(Stored data entries)
_____
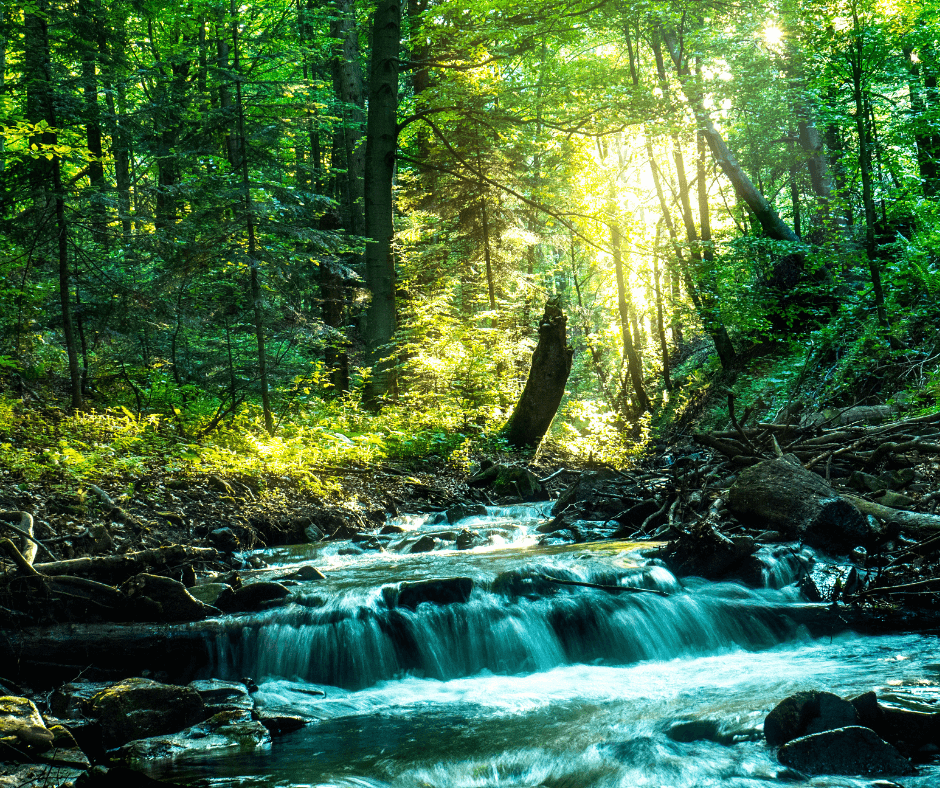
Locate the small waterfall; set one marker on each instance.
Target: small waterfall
(534, 624)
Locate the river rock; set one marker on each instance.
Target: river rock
(910, 731)
(852, 750)
(807, 712)
(253, 597)
(23, 734)
(221, 695)
(280, 724)
(156, 598)
(305, 572)
(704, 552)
(463, 510)
(209, 593)
(465, 540)
(139, 708)
(444, 591)
(781, 495)
(227, 732)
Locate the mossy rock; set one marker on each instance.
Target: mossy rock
(141, 708)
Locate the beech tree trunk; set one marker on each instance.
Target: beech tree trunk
(788, 268)
(347, 84)
(864, 165)
(629, 348)
(254, 263)
(381, 146)
(551, 365)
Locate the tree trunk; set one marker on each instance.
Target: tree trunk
(629, 349)
(551, 365)
(787, 268)
(253, 262)
(93, 122)
(928, 151)
(48, 177)
(660, 326)
(347, 84)
(381, 147)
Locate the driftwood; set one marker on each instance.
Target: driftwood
(118, 568)
(25, 530)
(922, 525)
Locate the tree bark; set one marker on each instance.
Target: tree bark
(48, 177)
(381, 147)
(864, 165)
(629, 349)
(253, 262)
(660, 325)
(347, 84)
(788, 268)
(551, 365)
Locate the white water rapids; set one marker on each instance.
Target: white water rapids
(554, 686)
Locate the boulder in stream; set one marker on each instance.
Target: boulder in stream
(227, 732)
(704, 552)
(139, 708)
(253, 597)
(463, 510)
(807, 712)
(508, 480)
(781, 495)
(156, 598)
(912, 732)
(444, 591)
(852, 750)
(23, 734)
(221, 695)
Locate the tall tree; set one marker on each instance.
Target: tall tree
(381, 148)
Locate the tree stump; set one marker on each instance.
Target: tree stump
(551, 365)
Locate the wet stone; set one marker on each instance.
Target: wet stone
(228, 732)
(807, 712)
(221, 695)
(255, 596)
(852, 750)
(138, 708)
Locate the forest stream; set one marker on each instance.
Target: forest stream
(544, 676)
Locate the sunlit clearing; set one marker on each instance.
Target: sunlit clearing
(773, 35)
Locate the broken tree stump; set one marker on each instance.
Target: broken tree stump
(551, 365)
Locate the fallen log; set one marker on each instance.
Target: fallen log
(117, 568)
(923, 525)
(25, 530)
(44, 656)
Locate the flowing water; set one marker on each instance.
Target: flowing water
(535, 682)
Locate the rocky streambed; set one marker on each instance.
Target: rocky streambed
(638, 630)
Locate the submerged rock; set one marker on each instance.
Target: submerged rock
(438, 592)
(226, 732)
(138, 708)
(704, 552)
(807, 712)
(852, 750)
(221, 695)
(912, 732)
(463, 510)
(781, 495)
(253, 597)
(156, 598)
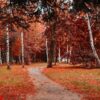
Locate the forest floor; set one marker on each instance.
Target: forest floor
(77, 79)
(15, 84)
(46, 89)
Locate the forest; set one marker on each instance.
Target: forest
(50, 31)
(52, 48)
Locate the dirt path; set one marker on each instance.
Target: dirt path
(47, 89)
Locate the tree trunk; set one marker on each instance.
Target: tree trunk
(47, 49)
(50, 53)
(51, 44)
(92, 41)
(22, 48)
(8, 49)
(59, 55)
(0, 57)
(67, 53)
(70, 52)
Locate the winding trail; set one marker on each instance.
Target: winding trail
(47, 89)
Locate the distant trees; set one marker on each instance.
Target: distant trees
(64, 31)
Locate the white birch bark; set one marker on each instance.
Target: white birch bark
(67, 53)
(91, 40)
(59, 55)
(47, 49)
(70, 53)
(8, 49)
(22, 48)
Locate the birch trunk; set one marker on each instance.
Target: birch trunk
(8, 49)
(22, 48)
(0, 57)
(92, 41)
(70, 53)
(59, 55)
(67, 54)
(47, 49)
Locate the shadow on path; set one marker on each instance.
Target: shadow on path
(46, 89)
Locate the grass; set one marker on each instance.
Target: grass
(15, 83)
(77, 79)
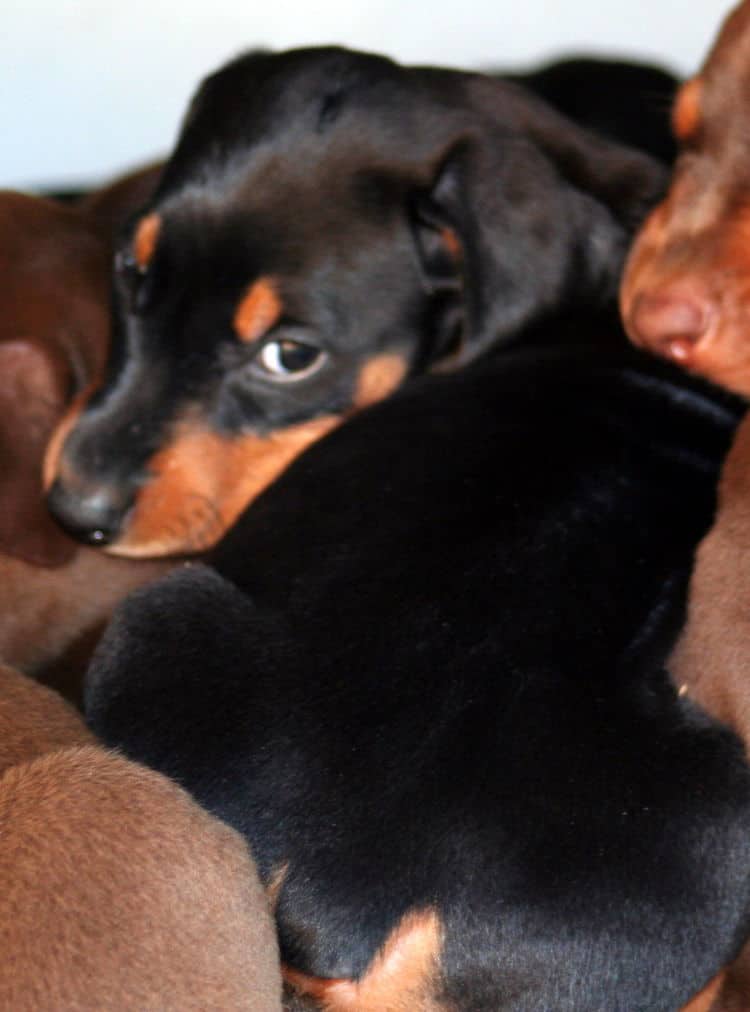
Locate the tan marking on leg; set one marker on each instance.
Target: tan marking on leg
(686, 109)
(258, 311)
(400, 979)
(379, 377)
(202, 482)
(145, 240)
(703, 1001)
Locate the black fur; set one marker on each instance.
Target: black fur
(630, 102)
(425, 671)
(339, 175)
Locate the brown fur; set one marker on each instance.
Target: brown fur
(34, 721)
(146, 238)
(258, 311)
(202, 481)
(711, 659)
(116, 891)
(54, 332)
(686, 287)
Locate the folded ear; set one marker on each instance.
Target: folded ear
(32, 396)
(513, 230)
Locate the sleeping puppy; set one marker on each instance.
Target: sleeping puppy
(685, 291)
(329, 225)
(54, 331)
(116, 891)
(423, 677)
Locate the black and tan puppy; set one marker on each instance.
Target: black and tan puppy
(330, 224)
(424, 679)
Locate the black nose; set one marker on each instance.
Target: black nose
(94, 516)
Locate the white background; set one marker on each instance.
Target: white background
(89, 88)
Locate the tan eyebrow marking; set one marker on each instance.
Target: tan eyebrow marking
(145, 240)
(258, 311)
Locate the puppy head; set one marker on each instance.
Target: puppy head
(329, 224)
(686, 289)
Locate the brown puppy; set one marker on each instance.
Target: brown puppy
(686, 287)
(116, 890)
(686, 294)
(54, 333)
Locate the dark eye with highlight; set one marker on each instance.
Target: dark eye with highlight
(285, 359)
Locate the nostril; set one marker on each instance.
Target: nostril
(669, 323)
(93, 518)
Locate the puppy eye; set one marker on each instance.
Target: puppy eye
(289, 359)
(125, 263)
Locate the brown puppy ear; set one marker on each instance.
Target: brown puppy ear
(514, 230)
(32, 396)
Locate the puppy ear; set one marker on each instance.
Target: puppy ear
(32, 393)
(512, 231)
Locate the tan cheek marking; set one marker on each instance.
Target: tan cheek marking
(400, 979)
(203, 481)
(258, 311)
(686, 109)
(704, 999)
(53, 467)
(379, 377)
(145, 240)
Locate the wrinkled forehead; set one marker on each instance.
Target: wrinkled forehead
(324, 111)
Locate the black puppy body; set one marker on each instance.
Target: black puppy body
(628, 101)
(426, 685)
(329, 224)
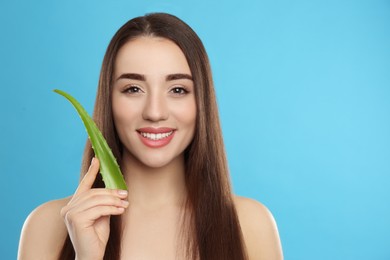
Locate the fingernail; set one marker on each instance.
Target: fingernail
(122, 192)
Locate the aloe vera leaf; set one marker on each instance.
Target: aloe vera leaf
(109, 168)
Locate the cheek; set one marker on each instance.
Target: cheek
(123, 113)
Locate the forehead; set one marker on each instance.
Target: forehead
(151, 56)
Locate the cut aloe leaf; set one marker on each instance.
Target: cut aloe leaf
(109, 168)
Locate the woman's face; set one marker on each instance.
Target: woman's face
(153, 101)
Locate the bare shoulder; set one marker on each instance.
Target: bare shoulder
(43, 232)
(259, 229)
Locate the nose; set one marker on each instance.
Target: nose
(155, 108)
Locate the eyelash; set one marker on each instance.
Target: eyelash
(182, 91)
(132, 89)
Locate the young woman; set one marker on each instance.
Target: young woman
(157, 109)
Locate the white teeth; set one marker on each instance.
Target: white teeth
(155, 137)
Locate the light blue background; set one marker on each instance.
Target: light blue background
(304, 95)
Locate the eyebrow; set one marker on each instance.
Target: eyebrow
(140, 77)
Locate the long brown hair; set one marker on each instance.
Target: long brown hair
(214, 231)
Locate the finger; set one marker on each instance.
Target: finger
(88, 217)
(96, 201)
(96, 197)
(89, 178)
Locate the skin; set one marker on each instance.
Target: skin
(151, 209)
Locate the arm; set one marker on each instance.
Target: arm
(259, 230)
(85, 216)
(43, 232)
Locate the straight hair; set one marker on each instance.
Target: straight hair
(213, 230)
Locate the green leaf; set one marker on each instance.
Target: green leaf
(109, 168)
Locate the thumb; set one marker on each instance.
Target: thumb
(89, 178)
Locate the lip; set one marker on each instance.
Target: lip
(156, 143)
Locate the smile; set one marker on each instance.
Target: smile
(156, 137)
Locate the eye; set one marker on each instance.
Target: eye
(132, 89)
(179, 91)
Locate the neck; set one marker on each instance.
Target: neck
(154, 187)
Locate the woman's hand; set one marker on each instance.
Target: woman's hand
(87, 215)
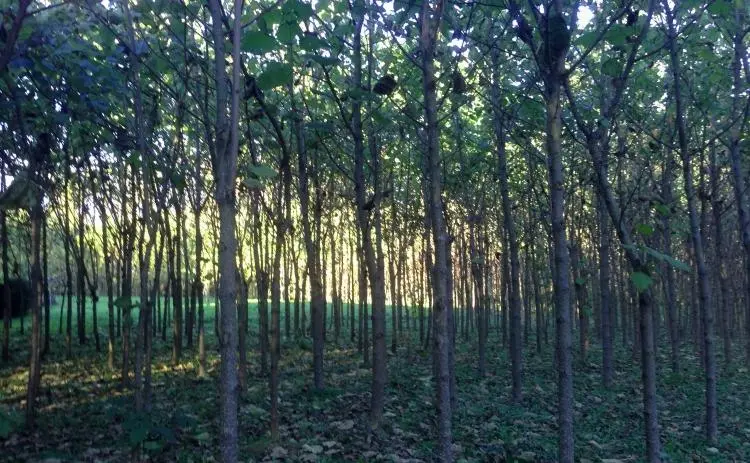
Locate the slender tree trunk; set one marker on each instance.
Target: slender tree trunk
(225, 170)
(6, 285)
(430, 19)
(704, 285)
(514, 284)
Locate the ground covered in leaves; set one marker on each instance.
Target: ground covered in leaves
(85, 416)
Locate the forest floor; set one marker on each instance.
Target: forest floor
(85, 416)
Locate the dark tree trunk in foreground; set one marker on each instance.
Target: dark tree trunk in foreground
(430, 19)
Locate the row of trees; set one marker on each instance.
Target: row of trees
(519, 166)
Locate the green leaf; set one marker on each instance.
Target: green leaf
(612, 67)
(618, 34)
(645, 230)
(153, 445)
(137, 434)
(311, 42)
(287, 32)
(273, 17)
(324, 61)
(678, 264)
(258, 43)
(303, 10)
(252, 183)
(588, 39)
(275, 74)
(721, 8)
(641, 280)
(262, 171)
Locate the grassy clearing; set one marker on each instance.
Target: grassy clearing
(84, 415)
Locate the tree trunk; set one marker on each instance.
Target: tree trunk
(704, 285)
(225, 170)
(430, 19)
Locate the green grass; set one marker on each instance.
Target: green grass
(84, 415)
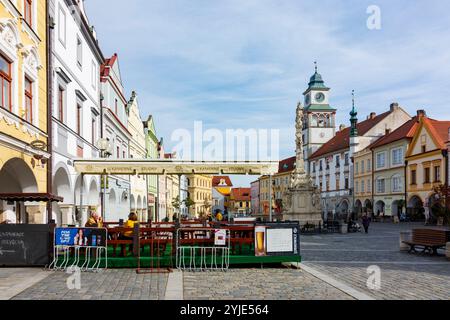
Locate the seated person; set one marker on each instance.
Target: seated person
(128, 235)
(94, 221)
(132, 220)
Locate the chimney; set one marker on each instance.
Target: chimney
(421, 114)
(394, 106)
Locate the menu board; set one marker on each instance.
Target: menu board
(279, 240)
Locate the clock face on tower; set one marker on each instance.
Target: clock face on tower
(320, 97)
(307, 99)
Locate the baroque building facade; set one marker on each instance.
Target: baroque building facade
(24, 123)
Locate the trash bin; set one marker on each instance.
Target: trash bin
(344, 227)
(404, 236)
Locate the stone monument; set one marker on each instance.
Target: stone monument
(302, 200)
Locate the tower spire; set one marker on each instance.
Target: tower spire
(353, 118)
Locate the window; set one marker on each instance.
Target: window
(381, 160)
(437, 174)
(381, 185)
(413, 177)
(397, 156)
(62, 26)
(5, 79)
(78, 123)
(61, 104)
(28, 100)
(79, 52)
(28, 11)
(94, 75)
(397, 184)
(426, 173)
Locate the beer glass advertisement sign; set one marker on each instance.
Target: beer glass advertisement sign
(86, 237)
(278, 239)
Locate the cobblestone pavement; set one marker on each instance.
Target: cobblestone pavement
(112, 284)
(15, 280)
(258, 284)
(345, 257)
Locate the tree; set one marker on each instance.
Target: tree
(440, 208)
(176, 203)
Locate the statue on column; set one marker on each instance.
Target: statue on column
(299, 175)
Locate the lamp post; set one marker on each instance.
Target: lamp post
(103, 145)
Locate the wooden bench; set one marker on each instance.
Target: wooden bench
(428, 239)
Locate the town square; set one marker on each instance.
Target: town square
(224, 151)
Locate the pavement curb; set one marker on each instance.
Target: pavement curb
(358, 295)
(174, 288)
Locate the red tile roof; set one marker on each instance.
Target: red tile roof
(216, 181)
(439, 129)
(287, 165)
(406, 131)
(342, 138)
(240, 194)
_____
Would you print, exactly as written, every line above from the one holding "Target: light blue background" through the one holding "Locate the skin;", with both included and no other lines?

• _Exercise solution_:
Target: light blue background
(304, 95)
Locate the eyebrow; set one marker on each instance.
Target: eyebrow
(140, 77)
Locate the long brown hair; set one marker on each instance.
Target: long brown hair
(214, 231)
Locate the finger; set one marker on each instance.
Target: finger
(88, 217)
(96, 201)
(96, 197)
(89, 178)
Locate the skin; set one marker on each instance.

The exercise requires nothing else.